--- INPUT ---

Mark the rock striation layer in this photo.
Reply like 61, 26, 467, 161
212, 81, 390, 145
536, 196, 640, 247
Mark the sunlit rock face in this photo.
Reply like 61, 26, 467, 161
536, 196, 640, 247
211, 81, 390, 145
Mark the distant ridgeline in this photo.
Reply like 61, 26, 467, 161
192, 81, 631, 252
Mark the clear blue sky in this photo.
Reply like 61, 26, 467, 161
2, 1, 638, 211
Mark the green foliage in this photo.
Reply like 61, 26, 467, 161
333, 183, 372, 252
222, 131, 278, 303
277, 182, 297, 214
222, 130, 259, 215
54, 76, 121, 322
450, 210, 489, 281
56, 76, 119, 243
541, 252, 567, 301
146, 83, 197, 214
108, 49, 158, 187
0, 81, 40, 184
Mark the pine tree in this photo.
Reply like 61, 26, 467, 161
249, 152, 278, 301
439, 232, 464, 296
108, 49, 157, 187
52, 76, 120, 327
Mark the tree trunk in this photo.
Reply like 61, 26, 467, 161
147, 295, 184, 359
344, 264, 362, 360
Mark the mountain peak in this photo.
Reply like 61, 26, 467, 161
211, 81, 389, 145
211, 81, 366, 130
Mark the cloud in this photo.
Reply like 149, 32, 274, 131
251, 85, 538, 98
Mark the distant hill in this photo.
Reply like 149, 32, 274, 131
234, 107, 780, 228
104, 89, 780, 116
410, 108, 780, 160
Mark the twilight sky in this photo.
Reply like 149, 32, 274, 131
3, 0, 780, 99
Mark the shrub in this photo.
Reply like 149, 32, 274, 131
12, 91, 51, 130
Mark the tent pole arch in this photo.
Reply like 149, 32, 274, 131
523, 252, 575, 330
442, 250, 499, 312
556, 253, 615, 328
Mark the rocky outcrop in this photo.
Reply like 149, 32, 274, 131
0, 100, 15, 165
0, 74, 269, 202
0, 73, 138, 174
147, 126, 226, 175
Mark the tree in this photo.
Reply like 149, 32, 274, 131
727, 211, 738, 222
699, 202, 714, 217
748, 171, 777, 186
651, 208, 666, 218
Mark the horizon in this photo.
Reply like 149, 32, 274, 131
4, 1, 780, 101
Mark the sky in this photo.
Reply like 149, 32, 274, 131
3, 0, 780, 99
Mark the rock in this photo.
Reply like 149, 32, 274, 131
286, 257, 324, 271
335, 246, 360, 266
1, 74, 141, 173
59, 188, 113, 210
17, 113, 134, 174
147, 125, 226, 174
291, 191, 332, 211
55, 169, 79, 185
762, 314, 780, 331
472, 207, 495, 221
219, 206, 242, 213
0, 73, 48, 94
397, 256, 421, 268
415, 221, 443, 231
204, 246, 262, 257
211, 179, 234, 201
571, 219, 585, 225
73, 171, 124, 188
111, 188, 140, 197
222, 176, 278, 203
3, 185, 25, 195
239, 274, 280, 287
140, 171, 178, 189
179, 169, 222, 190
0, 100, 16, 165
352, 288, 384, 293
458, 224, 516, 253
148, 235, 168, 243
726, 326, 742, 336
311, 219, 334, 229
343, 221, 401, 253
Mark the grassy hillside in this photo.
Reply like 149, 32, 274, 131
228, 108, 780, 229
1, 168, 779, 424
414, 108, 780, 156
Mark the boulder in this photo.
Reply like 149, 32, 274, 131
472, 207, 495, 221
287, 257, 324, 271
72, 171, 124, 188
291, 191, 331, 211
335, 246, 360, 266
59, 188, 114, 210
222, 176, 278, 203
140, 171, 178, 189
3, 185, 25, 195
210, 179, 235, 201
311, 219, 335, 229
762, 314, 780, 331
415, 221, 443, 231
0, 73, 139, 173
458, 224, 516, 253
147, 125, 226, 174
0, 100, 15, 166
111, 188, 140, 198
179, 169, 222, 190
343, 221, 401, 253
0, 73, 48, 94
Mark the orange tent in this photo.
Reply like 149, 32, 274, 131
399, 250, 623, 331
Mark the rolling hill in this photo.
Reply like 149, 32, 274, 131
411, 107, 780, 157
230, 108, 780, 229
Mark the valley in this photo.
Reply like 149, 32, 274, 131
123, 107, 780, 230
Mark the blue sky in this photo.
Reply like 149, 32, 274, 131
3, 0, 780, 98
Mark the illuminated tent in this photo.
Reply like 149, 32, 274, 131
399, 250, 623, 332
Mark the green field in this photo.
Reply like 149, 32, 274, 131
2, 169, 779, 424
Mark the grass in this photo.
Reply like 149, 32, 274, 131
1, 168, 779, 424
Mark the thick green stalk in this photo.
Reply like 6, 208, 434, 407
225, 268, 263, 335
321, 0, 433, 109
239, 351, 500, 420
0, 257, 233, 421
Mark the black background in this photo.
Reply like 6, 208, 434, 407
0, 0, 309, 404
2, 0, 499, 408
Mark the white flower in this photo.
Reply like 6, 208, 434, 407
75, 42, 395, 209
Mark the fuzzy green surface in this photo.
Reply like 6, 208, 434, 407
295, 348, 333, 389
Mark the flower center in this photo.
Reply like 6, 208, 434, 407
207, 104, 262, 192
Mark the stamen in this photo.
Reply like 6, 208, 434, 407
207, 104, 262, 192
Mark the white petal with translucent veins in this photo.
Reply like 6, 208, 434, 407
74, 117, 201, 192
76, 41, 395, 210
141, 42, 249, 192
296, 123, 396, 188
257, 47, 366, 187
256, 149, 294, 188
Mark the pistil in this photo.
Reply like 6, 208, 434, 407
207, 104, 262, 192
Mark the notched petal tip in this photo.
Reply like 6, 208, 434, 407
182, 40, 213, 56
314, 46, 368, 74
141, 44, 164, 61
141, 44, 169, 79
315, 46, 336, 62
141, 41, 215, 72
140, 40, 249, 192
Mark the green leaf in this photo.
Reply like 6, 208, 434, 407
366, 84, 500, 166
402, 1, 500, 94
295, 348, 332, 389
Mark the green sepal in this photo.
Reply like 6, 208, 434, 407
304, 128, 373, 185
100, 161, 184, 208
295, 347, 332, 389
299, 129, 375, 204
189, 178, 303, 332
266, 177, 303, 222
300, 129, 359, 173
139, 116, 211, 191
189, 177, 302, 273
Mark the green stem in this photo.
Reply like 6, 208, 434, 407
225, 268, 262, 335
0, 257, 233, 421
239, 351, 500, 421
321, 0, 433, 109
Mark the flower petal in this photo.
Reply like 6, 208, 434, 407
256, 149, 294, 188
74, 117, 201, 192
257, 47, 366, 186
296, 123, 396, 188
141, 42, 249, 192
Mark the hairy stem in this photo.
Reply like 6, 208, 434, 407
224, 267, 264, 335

---
--- INPUT ---

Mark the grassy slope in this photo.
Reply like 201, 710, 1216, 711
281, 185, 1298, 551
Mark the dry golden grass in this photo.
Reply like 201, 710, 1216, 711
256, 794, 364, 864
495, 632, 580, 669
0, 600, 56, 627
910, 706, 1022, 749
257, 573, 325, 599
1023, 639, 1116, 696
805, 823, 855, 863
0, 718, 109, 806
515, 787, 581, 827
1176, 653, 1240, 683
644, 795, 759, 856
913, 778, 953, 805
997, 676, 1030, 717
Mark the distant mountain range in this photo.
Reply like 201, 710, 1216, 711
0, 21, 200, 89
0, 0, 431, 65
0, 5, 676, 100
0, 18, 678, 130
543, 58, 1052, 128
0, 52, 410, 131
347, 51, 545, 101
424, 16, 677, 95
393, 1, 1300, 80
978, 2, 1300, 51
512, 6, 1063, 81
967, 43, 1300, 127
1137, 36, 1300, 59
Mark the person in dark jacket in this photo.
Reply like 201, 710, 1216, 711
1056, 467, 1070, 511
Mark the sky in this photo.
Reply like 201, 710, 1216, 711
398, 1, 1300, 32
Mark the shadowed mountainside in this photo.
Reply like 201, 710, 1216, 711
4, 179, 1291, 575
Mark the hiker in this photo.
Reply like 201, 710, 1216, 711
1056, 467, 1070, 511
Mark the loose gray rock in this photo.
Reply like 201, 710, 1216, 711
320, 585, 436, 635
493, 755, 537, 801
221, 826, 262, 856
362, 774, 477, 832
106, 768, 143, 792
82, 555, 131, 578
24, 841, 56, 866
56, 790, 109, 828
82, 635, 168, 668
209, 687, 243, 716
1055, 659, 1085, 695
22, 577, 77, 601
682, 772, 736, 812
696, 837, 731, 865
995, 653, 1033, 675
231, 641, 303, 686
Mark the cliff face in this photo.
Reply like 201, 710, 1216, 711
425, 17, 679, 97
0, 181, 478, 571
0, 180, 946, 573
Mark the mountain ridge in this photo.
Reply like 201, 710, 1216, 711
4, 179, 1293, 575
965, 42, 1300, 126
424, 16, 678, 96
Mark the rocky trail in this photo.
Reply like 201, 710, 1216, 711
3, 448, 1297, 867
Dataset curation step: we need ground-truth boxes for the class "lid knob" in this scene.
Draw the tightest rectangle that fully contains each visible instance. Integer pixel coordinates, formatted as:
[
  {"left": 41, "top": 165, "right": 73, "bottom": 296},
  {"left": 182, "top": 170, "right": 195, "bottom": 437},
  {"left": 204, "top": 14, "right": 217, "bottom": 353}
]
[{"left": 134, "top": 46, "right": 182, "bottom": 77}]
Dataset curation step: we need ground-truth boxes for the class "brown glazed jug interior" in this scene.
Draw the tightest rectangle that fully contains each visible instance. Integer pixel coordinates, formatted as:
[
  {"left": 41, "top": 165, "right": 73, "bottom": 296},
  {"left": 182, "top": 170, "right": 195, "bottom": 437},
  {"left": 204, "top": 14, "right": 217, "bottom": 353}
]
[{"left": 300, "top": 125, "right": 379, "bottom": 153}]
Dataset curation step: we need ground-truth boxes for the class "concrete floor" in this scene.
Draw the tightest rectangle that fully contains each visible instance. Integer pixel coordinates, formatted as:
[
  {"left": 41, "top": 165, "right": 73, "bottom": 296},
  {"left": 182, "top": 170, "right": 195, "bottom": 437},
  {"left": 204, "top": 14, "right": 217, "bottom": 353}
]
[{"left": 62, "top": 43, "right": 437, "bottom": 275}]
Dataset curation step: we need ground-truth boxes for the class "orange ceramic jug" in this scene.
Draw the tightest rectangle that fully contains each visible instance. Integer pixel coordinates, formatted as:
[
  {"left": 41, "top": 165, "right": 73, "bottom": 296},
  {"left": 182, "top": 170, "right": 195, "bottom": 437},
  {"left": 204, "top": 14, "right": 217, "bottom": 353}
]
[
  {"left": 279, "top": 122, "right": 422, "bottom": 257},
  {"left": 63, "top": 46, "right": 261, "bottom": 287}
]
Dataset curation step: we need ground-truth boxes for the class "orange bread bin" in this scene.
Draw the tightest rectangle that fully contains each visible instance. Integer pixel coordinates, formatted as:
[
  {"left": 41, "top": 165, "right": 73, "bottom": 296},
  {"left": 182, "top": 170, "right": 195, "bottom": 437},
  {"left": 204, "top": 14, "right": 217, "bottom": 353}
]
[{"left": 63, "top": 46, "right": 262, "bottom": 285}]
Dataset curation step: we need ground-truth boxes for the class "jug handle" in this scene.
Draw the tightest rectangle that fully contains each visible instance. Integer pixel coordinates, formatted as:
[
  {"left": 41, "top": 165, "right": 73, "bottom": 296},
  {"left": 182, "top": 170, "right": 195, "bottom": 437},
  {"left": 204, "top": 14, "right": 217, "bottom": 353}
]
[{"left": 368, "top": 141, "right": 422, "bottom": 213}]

---

__YOUR INSTRUCTIONS__. List every line from the entries above in which "need" appears.

__RESULT BELOW__.
Dataset curation step: we need ground-truth boxes for the class "lid knob" in this scene.
Dataset curation step: we need ground-truth boxes for the class "brown glazed jug interior" in this scene.
Dataset curation step: we need ground-truth boxes for the class "concrete floor" in this scene.
Dataset curation step: we need ground-truth boxes for the class "orange ceramic jug" in this scene.
Dataset curation step: we need ground-truth boxes for the class "orange bread bin" in this scene.
Dataset curation step: we need ground-truth boxes for the class "jug handle" in this scene.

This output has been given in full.